Referring expression data

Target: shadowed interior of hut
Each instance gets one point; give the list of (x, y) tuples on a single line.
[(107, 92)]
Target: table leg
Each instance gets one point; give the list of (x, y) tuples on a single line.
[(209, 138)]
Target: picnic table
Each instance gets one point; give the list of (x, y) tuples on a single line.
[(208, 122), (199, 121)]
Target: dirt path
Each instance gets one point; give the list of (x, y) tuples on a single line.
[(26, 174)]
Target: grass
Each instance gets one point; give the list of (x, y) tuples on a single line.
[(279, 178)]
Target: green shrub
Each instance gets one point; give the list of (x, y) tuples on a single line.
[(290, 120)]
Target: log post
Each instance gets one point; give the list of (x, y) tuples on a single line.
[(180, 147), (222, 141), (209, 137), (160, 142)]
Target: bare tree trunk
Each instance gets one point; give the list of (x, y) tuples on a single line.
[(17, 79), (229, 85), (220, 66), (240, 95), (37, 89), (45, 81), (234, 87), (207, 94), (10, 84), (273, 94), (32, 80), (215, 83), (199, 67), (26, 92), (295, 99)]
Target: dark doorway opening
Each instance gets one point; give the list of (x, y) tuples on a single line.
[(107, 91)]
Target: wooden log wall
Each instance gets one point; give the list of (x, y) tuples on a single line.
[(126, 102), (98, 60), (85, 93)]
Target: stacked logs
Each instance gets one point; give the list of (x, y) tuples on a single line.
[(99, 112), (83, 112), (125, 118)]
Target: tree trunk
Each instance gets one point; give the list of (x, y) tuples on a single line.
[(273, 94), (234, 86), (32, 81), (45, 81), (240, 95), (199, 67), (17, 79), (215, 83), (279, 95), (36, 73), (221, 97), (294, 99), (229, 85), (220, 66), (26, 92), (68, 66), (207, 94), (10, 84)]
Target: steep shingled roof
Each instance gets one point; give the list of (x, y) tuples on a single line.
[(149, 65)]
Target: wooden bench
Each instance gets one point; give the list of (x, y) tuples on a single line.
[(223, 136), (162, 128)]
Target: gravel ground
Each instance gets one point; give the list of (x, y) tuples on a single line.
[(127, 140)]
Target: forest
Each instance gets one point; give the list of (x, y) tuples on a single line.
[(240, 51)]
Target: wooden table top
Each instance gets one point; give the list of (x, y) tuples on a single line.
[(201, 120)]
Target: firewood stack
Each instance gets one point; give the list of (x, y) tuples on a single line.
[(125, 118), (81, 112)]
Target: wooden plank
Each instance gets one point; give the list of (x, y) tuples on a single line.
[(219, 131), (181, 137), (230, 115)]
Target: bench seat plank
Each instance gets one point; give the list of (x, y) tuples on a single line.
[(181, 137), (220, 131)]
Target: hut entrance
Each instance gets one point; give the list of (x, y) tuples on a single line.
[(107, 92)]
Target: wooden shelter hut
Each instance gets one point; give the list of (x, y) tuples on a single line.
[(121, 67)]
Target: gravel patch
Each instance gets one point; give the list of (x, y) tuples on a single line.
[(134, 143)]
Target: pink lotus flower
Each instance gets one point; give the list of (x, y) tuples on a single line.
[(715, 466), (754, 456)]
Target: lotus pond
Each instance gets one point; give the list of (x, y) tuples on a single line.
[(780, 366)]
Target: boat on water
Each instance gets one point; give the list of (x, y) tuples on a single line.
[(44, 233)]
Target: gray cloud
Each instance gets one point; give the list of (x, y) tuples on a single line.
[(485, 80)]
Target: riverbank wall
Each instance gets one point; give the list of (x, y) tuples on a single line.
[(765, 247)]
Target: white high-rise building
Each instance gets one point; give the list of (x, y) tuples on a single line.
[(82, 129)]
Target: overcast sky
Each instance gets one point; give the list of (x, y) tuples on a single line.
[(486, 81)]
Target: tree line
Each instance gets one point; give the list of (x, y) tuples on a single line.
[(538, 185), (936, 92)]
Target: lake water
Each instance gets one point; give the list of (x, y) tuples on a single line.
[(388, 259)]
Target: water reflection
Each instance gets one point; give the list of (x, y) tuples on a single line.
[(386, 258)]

**What the task requires:** Using the data above, restate every record word for word.

**Completed exercise:**
Target: shadowed interior of hut
Each instance gets one point; give the list of (x, y) tuples on a single line.
[(107, 92)]
Target: table leg
Each instance gets one point; give the list of (x, y) tuples on a single line.
[(209, 138)]
Target: picnic table
Each instance gets one point; give the list of (x, y) tuples on a single line.
[(208, 122), (199, 121)]
Target: dirt path
Each instance gets one point; give the list of (x, y) tuples on a single line.
[(26, 174)]
Target: grass
Each instance gets one point; give the list of (x, y) tuples on a single line.
[(279, 178)]
Target: green shrub
Each instance gets one point; give the list of (x, y) tuples on a single line.
[(290, 120)]
Target: log post
Each instance gets one point; give the list of (x, y) tuples on a single line.
[(180, 147), (222, 141), (209, 137), (160, 142)]
Target: bare tree trunk
Each instance gets one point; give the list of (x, y) tuples on a single line.
[(17, 79), (229, 85), (220, 66), (240, 95), (37, 89), (45, 81), (234, 87), (207, 94), (10, 84), (273, 94), (32, 80), (215, 83), (199, 67), (26, 92), (295, 99)]
Target: dark doorway opening
Each instance gets one point; give the list of (x, y) tuples on a single line.
[(107, 91)]
Target: wooden log wall
Each instance gets one point; give the list of (x, y) tuples on a single line.
[(126, 102), (98, 60), (85, 93)]
Target: stacked logs
Each instance gets one point; give the list of (x, y) tuples on a single line.
[(99, 112), (83, 112), (125, 118)]
Target: tree trunk
Each instance gets one point; give the list of (x, y) tuples on a single line.
[(273, 94), (234, 86), (32, 81), (45, 81), (240, 95), (199, 67), (17, 79), (215, 83), (279, 95), (36, 73), (221, 97), (294, 99), (229, 85), (220, 66), (26, 92), (68, 66), (207, 94), (10, 84)]
Target: steep shingled roof
Each instance gets one point; give the list of (x, y) tuples on a single line.
[(149, 65)]
Target: wooden bench
Each instance gets one point; give the list of (x, y) tuples on a single line.
[(223, 136), (162, 128)]
Target: gravel ground
Each instance gets one point; give the list of (x, y) tuples on a single line.
[(127, 140)]
Target: forest
Each instance gets one point; give the list of (x, y) tuples on a single line.
[(240, 51)]
Target: wooden table top
Each instance gets one point; give the list of (x, y) tuples on a single line.
[(201, 120)]
Target: firewood stack
Each instance gets one point; give the list of (x, y) tuples on a single line.
[(125, 118), (81, 112)]
Target: wooden plank
Each instance gets one point; give the list of (x, y) tuples on a single line.
[(219, 131), (181, 137), (230, 115)]
Target: bench seat plank
Each instance gets one point; give the list of (x, y) tuples on a single line.
[(181, 137), (220, 131)]
Target: hut entrance
Each instance gets one point; give the list of (x, y) tuples on a single line.
[(107, 92)]
Target: wooden shelter hut
Each instance gets one point; give the list of (x, y) tuples on a single line.
[(121, 67)]
Target: gravel patch
Each instance gets one point; give the list of (x, y) tuples on a single line.
[(134, 143)]
Target: pink lotus flower
Each instance gets one point; give the list of (x, y) tuples on a single line.
[(715, 466), (754, 456)]
Target: lotus pond
Each instance gets one point; give the list of (x, y) tuples on a single line.
[(780, 366)]
Target: boat on water
Each instance gets one point; give the list of (x, y) tuples on a single line.
[(44, 233)]
Target: gray cloud
Each instance gets one point; give the list of (x, y) tuples on a single line.
[(485, 80)]
Target: riverbank wall
Each instance gets one point; give the list of (x, y) tuples on a single line.
[(765, 247)]
Target: white high-rise building
Each instance gets one point; give the list of (x, y) tuples on a single line.
[(82, 129)]
Target: overcast sky
Each instance gets one point; give the list of (x, y) tuples on a single line.
[(486, 81)]
Target: tree line
Each instance gets one point; give the list of (x, y) tuples on a single line.
[(538, 185), (936, 92)]
Target: lake water
Each instance gets one point; give the list of (x, y) tuples on a single line.
[(388, 259)]
Target: water reflection
Each instance gets one point; give the list of (x, y) tuples on a single line.
[(386, 258)]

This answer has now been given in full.